▶ **MATERIAL PROVIDED**
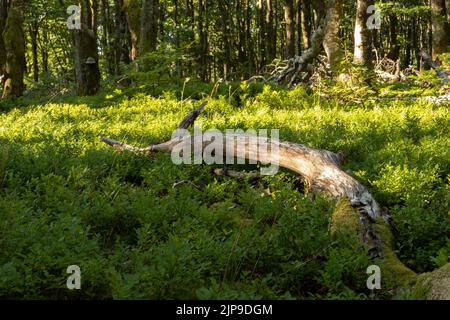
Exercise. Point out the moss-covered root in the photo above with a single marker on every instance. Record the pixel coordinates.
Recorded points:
(395, 274)
(433, 285)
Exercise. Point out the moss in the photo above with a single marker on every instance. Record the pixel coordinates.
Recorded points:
(345, 218)
(433, 285)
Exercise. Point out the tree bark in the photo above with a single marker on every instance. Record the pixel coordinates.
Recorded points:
(331, 41)
(85, 51)
(320, 169)
(271, 34)
(306, 23)
(14, 39)
(34, 31)
(262, 35)
(290, 28)
(203, 41)
(149, 26)
(363, 41)
(440, 36)
(133, 15)
(3, 17)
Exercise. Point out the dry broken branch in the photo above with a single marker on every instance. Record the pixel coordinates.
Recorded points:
(435, 66)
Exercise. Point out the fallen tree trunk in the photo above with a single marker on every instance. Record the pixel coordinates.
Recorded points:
(321, 170)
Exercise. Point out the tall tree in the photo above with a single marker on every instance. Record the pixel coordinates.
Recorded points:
(305, 17)
(270, 34)
(149, 26)
(362, 34)
(440, 34)
(203, 41)
(262, 34)
(14, 39)
(85, 51)
(3, 17)
(290, 28)
(133, 14)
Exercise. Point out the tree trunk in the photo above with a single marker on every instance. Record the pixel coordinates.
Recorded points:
(203, 42)
(358, 211)
(290, 28)
(42, 43)
(85, 51)
(440, 36)
(225, 19)
(133, 14)
(394, 51)
(15, 50)
(363, 41)
(331, 41)
(34, 31)
(306, 23)
(271, 34)
(262, 35)
(3, 17)
(149, 26)
(122, 37)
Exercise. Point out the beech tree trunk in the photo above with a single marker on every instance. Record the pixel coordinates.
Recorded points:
(262, 34)
(203, 41)
(149, 26)
(3, 17)
(14, 39)
(331, 41)
(85, 51)
(290, 28)
(320, 169)
(133, 14)
(34, 30)
(363, 41)
(271, 35)
(306, 23)
(440, 36)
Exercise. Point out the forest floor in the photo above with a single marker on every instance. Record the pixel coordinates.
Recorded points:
(66, 198)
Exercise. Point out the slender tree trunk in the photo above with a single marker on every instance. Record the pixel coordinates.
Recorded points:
(149, 26)
(203, 42)
(34, 31)
(85, 51)
(224, 8)
(248, 39)
(14, 39)
(122, 39)
(394, 52)
(331, 41)
(3, 17)
(290, 28)
(262, 34)
(440, 36)
(363, 42)
(133, 15)
(271, 34)
(43, 46)
(306, 23)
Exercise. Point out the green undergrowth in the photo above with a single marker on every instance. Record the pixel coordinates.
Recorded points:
(66, 198)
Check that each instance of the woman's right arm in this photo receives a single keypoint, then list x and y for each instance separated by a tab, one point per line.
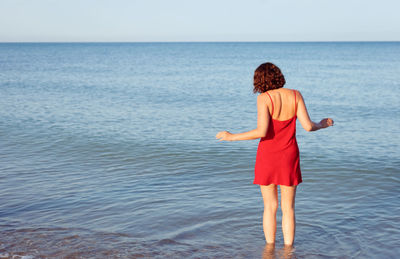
305	120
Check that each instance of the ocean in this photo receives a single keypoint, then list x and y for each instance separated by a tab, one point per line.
108	150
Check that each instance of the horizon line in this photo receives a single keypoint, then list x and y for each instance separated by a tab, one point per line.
300	41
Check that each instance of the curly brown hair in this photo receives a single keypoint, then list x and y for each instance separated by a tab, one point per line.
267	77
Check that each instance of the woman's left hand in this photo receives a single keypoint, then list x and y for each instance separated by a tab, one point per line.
224	135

▶ **INSTRUCTION**
Turn every line of the entries above into a Markdown table with two columns, Row for the running number and Line for the text, and skip any blank lines. Leave the pictures out of the table.

▶ **RESULT**
| Row | Line |
|---|---|
| 1 | Exercise. Point out the moss-covered root in the photo above with a single marker on every instance. Record the pixel coordinates. |
| 2 | Recorded points: |
| 3 | (395, 274) |
| 4 | (433, 285) |
| 5 | Exercise. Point out the moss in the photo above with a single marker on every instance. Record the pixel coordinates. |
| 6 | Recorded points: |
| 7 | (345, 218) |
| 8 | (433, 285) |
| 9 | Exercise. Point out the tree bark in the photo above with a single marker on every instance. Record the pixel coordinates. |
| 10 | Recorded points: |
| 11 | (331, 41) |
| 12 | (85, 51) |
| 13 | (320, 169) |
| 14 | (271, 34) |
| 15 | (306, 23) |
| 16 | (14, 39) |
| 17 | (34, 31) |
| 18 | (262, 35) |
| 19 | (290, 28) |
| 20 | (203, 41) |
| 21 | (149, 26) |
| 22 | (363, 41) |
| 23 | (440, 36) |
| 24 | (133, 15) |
| 25 | (3, 17) |
| 26 | Exercise. Point out the dry broken branch in the photo above with a single marker on every instance. Record the pixel coordinates. |
| 27 | Recorded points: |
| 28 | (435, 66) |
| 29 | Exercise. Point out the fallen tree trunk in the photo above with a single marker on every instance. Record the pixel coordinates. |
| 30 | Recorded points: |
| 31 | (321, 170) |
| 32 | Exercise. Point out the tall tree in the photo above with a single marker on every instance. Record the pixel coordinates. |
| 33 | Recorded points: |
| 34 | (305, 17) |
| 35 | (270, 34) |
| 36 | (149, 26) |
| 37 | (362, 34) |
| 38 | (440, 34) |
| 39 | (203, 41) |
| 40 | (262, 34) |
| 41 | (14, 39) |
| 42 | (85, 51) |
| 43 | (3, 17) |
| 44 | (290, 28) |
| 45 | (133, 14) |
| 46 | Exercise. Point out the tree trunk in the photo above with a single marker on every instance. Record the pixel coordinates. |
| 47 | Recorded points: |
| 48 | (203, 42) |
| 49 | (358, 211) |
| 50 | (290, 28) |
| 51 | (42, 43) |
| 52 | (85, 51) |
| 53 | (440, 36) |
| 54 | (225, 19) |
| 55 | (133, 14) |
| 56 | (394, 51) |
| 57 | (15, 50) |
| 58 | (363, 41) |
| 59 | (331, 41) |
| 60 | (34, 31) |
| 61 | (306, 23) |
| 62 | (271, 34) |
| 63 | (262, 35) |
| 64 | (3, 17) |
| 65 | (149, 26) |
| 66 | (122, 37) |
| 67 | Exercise. Point out the beech tree trunk in the photo above with a single marker on every instance. Record the pixel coordinates. |
| 68 | Recorded points: |
| 69 | (262, 34) |
| 70 | (203, 41) |
| 71 | (149, 26) |
| 72 | (3, 17) |
| 73 | (14, 39) |
| 74 | (331, 41) |
| 75 | (85, 51) |
| 76 | (290, 28) |
| 77 | (320, 169) |
| 78 | (133, 14) |
| 79 | (34, 30) |
| 80 | (363, 41) |
| 81 | (271, 35) |
| 82 | (306, 23) |
| 83 | (440, 36) |
| 84 | Exercise. Point out the forest floor in the photo above with a single marker on every instance. Record the pixel coordinates. |
| 85 | Recorded points: |
| 86 | (66, 198) |
| 87 | Exercise. Point out the slender tree trunk in the photo above with a single marker on every instance. Record the pixel coordinates. |
| 88 | Recorded points: |
| 89 | (149, 26) |
| 90 | (203, 42) |
| 91 | (34, 31) |
| 92 | (85, 51) |
| 93 | (224, 8) |
| 94 | (248, 39) |
| 95 | (14, 39) |
| 96 | (122, 39) |
| 97 | (394, 52) |
| 98 | (331, 41) |
| 99 | (3, 17) |
| 100 | (290, 28) |
| 101 | (262, 34) |
| 102 | (440, 36) |
| 103 | (363, 42) |
| 104 | (133, 15) |
| 105 | (271, 34) |
| 106 | (43, 46) |
| 107 | (306, 23) |
| 108 | Exercise. Point out the green undergrowth in the photo above with a single marker on every instance. Record the pixel coordinates. |
| 109 | Recorded points: |
| 110 | (66, 198) |
| 111 | Check that each instance of the woman's right arm in this photo receives a single keypoint, then list x and y for each instance separated by a tab, one point per line. |
| 112 | 305	120 |
| 113 | Check that each instance of the ocean in this photo receives a single keypoint, then list x and y for each instance separated by a tab, one point per line. |
| 114 | 108	150 |
| 115 | Check that each instance of the horizon line in this photo receives a single keypoint, then list x and y for each instance separated by a tab, one point per line. |
| 116 | 300	41 |
| 117 | Check that each instance of the curly brown hair in this photo receives a single keypoint, then list x and y for each instance separated by a tab, one point per line. |
| 118 | 267	77 |
| 119 | Check that each instance of the woman's left hand in this photo receives a single keypoint, then list x and y for each instance separated by a tab, one point per line. |
| 120 | 224	135 |